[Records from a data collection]
┄┄┄┄┄┄

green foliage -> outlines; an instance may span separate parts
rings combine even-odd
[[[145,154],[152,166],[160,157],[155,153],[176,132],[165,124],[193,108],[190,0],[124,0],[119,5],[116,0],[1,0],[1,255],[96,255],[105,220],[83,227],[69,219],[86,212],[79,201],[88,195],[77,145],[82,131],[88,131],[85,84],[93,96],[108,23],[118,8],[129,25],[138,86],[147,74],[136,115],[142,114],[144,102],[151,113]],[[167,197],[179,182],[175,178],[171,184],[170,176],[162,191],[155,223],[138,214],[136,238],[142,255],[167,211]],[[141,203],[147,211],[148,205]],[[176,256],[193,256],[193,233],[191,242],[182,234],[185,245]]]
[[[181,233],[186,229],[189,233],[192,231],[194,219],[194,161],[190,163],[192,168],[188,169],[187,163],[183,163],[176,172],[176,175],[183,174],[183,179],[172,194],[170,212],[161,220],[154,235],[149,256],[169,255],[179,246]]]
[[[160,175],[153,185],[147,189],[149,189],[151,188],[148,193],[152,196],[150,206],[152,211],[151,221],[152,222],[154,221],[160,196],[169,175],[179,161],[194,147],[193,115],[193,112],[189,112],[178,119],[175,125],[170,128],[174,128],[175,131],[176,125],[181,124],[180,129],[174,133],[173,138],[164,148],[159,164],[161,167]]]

┄┄┄┄┄┄

Copy the listing above line for line, with nothing changed.

The response:
green foliage -> outlines; an instance may span separate parts
rings combine even-odd
[[[145,154],[152,166],[160,157],[155,153],[176,132],[165,124],[193,108],[190,0],[124,0],[119,5],[116,0],[1,0],[1,255],[96,255],[105,220],[83,227],[69,219],[86,212],[79,201],[88,195],[77,145],[82,131],[88,131],[85,84],[93,96],[108,23],[118,8],[129,25],[138,86],[147,74],[136,115],[142,114],[144,102],[151,113]],[[167,197],[179,182],[175,178],[171,184],[170,176],[162,191],[155,223],[138,214],[136,238],[142,255],[167,211]],[[141,203],[147,211],[148,205]],[[176,256],[193,256],[193,233],[191,242],[182,234],[185,245]]]
[[[181,233],[186,229],[189,233],[192,231],[194,219],[194,161],[190,163],[192,168],[188,169],[187,163],[183,163],[176,172],[176,175],[183,174],[183,179],[172,194],[170,212],[161,220],[154,235],[149,256],[169,255],[179,246]]]
[[[160,175],[153,185],[147,189],[149,189],[151,188],[148,193],[152,196],[150,206],[152,211],[151,221],[152,222],[154,221],[160,196],[169,175],[179,161],[194,147],[193,115],[193,112],[189,112],[178,119],[175,125],[170,128],[174,128],[175,131],[176,125],[181,124],[180,129],[174,133],[173,138],[164,148],[159,164],[161,167]]]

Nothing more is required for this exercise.